> [WHAT THE EXERCISE ASKS]
Can you convert the records below into a JSON list of strings, with one string per line and blank lines left out?

> [RECORDS FOR THIS TASK]
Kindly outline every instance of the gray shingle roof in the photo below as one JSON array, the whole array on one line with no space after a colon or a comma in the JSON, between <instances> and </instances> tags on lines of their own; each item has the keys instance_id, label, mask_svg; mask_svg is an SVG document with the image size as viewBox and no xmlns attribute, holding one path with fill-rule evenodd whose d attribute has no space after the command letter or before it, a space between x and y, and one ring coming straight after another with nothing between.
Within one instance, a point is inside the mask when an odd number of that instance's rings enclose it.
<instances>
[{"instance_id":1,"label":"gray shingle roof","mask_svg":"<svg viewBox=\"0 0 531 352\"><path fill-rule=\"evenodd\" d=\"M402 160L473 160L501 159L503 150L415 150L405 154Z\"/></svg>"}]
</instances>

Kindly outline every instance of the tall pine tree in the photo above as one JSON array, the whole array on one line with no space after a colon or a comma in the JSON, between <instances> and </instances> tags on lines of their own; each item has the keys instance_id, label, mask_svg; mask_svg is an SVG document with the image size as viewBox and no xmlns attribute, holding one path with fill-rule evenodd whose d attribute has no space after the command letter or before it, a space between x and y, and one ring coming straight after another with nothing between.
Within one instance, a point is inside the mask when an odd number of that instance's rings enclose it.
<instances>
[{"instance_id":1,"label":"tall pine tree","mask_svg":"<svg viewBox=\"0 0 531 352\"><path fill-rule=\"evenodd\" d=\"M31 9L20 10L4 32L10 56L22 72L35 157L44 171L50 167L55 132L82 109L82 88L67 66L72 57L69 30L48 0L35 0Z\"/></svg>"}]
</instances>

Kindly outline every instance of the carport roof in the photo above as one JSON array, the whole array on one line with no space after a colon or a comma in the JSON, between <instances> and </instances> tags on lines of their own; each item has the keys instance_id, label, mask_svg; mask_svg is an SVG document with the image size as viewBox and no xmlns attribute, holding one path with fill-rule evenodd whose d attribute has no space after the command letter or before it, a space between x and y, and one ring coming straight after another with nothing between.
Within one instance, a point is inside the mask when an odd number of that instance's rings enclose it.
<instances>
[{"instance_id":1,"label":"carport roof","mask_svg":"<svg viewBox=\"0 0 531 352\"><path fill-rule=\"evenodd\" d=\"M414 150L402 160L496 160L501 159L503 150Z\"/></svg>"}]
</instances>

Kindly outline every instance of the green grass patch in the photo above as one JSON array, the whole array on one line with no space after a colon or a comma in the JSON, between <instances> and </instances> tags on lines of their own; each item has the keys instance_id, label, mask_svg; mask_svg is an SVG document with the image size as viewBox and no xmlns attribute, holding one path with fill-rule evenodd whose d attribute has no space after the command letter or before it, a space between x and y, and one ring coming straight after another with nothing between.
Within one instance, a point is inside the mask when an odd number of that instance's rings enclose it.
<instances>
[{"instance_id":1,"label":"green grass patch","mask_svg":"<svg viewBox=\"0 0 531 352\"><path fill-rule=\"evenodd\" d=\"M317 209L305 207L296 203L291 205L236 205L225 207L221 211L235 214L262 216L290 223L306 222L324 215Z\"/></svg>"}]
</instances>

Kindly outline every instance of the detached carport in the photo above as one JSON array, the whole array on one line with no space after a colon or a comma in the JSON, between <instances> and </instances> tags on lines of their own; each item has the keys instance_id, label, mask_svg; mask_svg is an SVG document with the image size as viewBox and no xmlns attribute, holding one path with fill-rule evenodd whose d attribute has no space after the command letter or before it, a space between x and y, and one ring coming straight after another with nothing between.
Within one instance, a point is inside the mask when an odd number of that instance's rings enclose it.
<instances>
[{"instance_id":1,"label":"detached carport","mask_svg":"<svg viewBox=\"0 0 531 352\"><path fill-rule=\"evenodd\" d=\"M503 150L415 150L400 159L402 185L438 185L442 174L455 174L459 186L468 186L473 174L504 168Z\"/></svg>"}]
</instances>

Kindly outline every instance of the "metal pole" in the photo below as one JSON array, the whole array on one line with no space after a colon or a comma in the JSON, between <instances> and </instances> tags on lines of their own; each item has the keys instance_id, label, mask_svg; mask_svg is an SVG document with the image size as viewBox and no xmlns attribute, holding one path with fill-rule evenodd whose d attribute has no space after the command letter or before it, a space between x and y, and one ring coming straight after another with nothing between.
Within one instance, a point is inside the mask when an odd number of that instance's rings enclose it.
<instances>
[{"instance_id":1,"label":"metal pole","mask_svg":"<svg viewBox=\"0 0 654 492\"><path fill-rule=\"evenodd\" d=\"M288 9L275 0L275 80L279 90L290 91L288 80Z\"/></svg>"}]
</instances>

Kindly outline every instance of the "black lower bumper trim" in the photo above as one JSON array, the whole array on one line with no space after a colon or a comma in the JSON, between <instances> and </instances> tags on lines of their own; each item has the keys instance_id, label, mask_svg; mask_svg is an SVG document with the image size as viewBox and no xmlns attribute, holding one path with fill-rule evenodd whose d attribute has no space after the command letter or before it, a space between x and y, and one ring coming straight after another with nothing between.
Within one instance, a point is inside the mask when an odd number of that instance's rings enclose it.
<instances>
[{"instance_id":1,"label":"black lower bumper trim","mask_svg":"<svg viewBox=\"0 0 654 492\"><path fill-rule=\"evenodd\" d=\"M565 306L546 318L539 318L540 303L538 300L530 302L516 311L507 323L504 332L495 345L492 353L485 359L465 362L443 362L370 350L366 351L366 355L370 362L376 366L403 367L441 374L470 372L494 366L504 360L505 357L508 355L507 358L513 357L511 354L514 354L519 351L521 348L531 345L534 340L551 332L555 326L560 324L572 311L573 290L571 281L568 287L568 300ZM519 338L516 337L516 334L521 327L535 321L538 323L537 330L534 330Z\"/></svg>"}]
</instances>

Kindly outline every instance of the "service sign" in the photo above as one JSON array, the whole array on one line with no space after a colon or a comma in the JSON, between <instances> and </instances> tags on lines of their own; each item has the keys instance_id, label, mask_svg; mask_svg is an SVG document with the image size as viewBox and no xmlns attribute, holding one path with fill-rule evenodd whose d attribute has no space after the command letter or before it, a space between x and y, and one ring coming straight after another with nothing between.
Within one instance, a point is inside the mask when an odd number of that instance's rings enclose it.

> [ANSWER BELOW]
[
  "Kindly outline every instance of the gray shingle roof in the photo below as one JSON array, the whole array on one line with no space after a colon or a comma in the JSON, between <instances> and </instances> tags on lines of their own; each item has the keys instance_id, label, mask_svg; mask_svg is an SVG document with the image size as viewBox and no xmlns attribute, holding one path with fill-rule evenodd whose d attribute has no space after the command letter or before it, a space between x and y, and one ring coming straight after another with nothing between.",
  "Within one instance, a point is inside the mask when an odd number of that instance's rings enclose it.",
  "<instances>",
  "[{\"instance_id\":1,\"label\":\"gray shingle roof\",\"mask_svg\":\"<svg viewBox=\\\"0 0 531 352\\\"><path fill-rule=\\\"evenodd\\\" d=\\\"M402 160L473 160L501 159L503 150L415 150L405 154Z\\\"/></svg>\"}]",
  "</instances>",
  "Kindly outline every instance of the tall pine tree in the photo above as one JSON array, the whole array on one line with no space after a colon or a comma in the JSON, between <instances> and </instances> tags on lines of their own; each item has the keys instance_id, label, mask_svg; mask_svg is an SVG document with the image size as viewBox and no xmlns attribute, holding one path with fill-rule evenodd whose d attribute has no space after the command letter or before it, a space between x and y, and one ring coming straight after another with nothing between.",
  "Within one instance, a point is inside the mask when an odd number of that instance's rings enclose it.",
  "<instances>",
  "[{\"instance_id\":1,\"label\":\"tall pine tree\",\"mask_svg\":\"<svg viewBox=\\\"0 0 531 352\\\"><path fill-rule=\\\"evenodd\\\" d=\\\"M31 9L20 10L4 32L10 56L22 72L35 157L44 171L50 167L55 132L82 109L82 88L67 66L72 57L69 30L48 0L35 0Z\\\"/></svg>\"}]",
  "</instances>",
  "Kindly outline every instance of the carport roof in the photo above as one JSON array, the whole array on one line with no space after a colon or a comma in the JSON, between <instances> and </instances> tags on lines of their own; each item has the keys instance_id, label, mask_svg; mask_svg is an SVG document with the image size as viewBox and no xmlns attribute, holding one path with fill-rule evenodd whose d attribute has no space after the command letter or before it, a space between x and y, and one ring coming straight after another with nothing between.",
  "Within one instance, a point is inside the mask when an odd number of that instance's rings enclose it.",
  "<instances>",
  "[{\"instance_id\":1,\"label\":\"carport roof\",\"mask_svg\":\"<svg viewBox=\\\"0 0 531 352\\\"><path fill-rule=\\\"evenodd\\\" d=\\\"M414 150L402 160L496 160L501 159L503 150Z\\\"/></svg>\"}]",
  "</instances>",
  "Kindly outline every instance of the green grass patch in the photo above as one JSON array, the whole array on one line with no space after a colon or a comma in the JSON, between <instances> and </instances> tags on lines of their own; each item has the keys instance_id, label, mask_svg; mask_svg is an SVG document with the image size as viewBox and no xmlns attribute, holding one path with fill-rule evenodd whose d attribute has no space after the command letter or before it, a space between x and y, and one ring coming straight after another with nothing between.",
  "Within one instance, a point is inside the mask when an odd number of that instance's rings enclose it.",
  "<instances>",
  "[{\"instance_id\":1,\"label\":\"green grass patch\",\"mask_svg\":\"<svg viewBox=\\\"0 0 531 352\\\"><path fill-rule=\\\"evenodd\\\" d=\\\"M317 209L305 207L296 203L291 205L236 205L225 207L221 211L235 214L262 216L290 223L306 222L324 215Z\\\"/></svg>\"}]",
  "</instances>",
  "Kindly outline every instance of the detached carport in the photo above as one JSON array, the whole array on one line with no space after a colon or a comma in the JSON, between <instances> and </instances> tags on lines of their own; each item has the keys instance_id, label, mask_svg; mask_svg is an SVG document with the image size as viewBox and no xmlns attribute, holding one path with fill-rule evenodd whose d attribute has no space after the command letter or before it, a space between x and y, and one ring coming straight after another with nothing between.",
  "Within one instance, a point is inside the mask when an odd number of that instance's rings enclose it.",
  "<instances>",
  "[{\"instance_id\":1,\"label\":\"detached carport\",\"mask_svg\":\"<svg viewBox=\\\"0 0 531 352\\\"><path fill-rule=\\\"evenodd\\\" d=\\\"M503 150L415 150L400 159L402 185L438 185L442 174L455 174L459 186L468 186L473 174L504 168Z\\\"/></svg>\"}]",
  "</instances>",
  "Kindly outline every instance of the \"metal pole\" in the photo below as one JSON array, the whole array on one line with no space after a colon or a comma in the JSON, between <instances> and </instances> tags on lines of their own; each item has the keys instance_id, label, mask_svg; mask_svg is an SVG document with the image size as viewBox and no xmlns attribute, holding one path with fill-rule evenodd whose d attribute has no space after the command letter or before it, a space between x and y, and one ring coming straight after another with nothing between.",
  "Within one instance, a point is inside the mask when an odd number of that instance's rings enclose it.",
  "<instances>",
  "[{\"instance_id\":1,\"label\":\"metal pole\",\"mask_svg\":\"<svg viewBox=\\\"0 0 654 492\\\"><path fill-rule=\\\"evenodd\\\" d=\\\"M288 9L275 0L275 80L279 90L290 91L288 80Z\\\"/></svg>\"}]",
  "</instances>",
  "Kindly outline every instance of the \"black lower bumper trim\" in the photo above as one JSON array, the whole array on one line with no space after a colon or a comma in the JSON, between <instances> and </instances> tags on lines of their own; each item has the keys instance_id, label, mask_svg; mask_svg is an SVG document with the image size as viewBox and no xmlns attribute, holding one path with fill-rule evenodd whose d attribute has no space after the command letter or before it, a space between x and y, and one ring coming straight after another with nothing between.",
  "Within one instance, a point is inside the mask when an odd number of that instance's rings enclose it.",
  "<instances>",
  "[{\"instance_id\":1,\"label\":\"black lower bumper trim\",\"mask_svg\":\"<svg viewBox=\\\"0 0 654 492\\\"><path fill-rule=\\\"evenodd\\\" d=\\\"M565 306L546 318L539 318L540 303L538 300L530 302L516 311L507 323L504 332L495 345L492 353L485 359L465 362L443 362L370 350L366 351L366 355L370 362L376 366L403 367L441 374L470 372L494 366L504 360L505 357L508 355L507 358L513 357L511 354L514 354L519 351L521 348L531 345L534 340L551 332L555 326L560 324L572 311L573 290L571 281L568 287L568 300ZM519 338L516 337L516 334L521 327L535 321L538 323L537 330L534 330Z\\\"/></svg>\"}]",
  "</instances>",
  "Kindly outline every instance of the \"service sign\" in the photo above as one JSON array, the whole array on one line with no space after a colon or a comma in the JSON, between <instances> and </instances> tags on lines of their own; each item has the keys instance_id, label, mask_svg; mask_svg is an SVG document with the image size as viewBox and no xmlns attribute, holding one path with fill-rule evenodd whose d attribute has no space after the command letter or before it, a space between x and y, and one ring coming straight after another with nothing between.",
  "Within one instance, a point is inside the mask when an odd number of that instance's rings enclose it."
]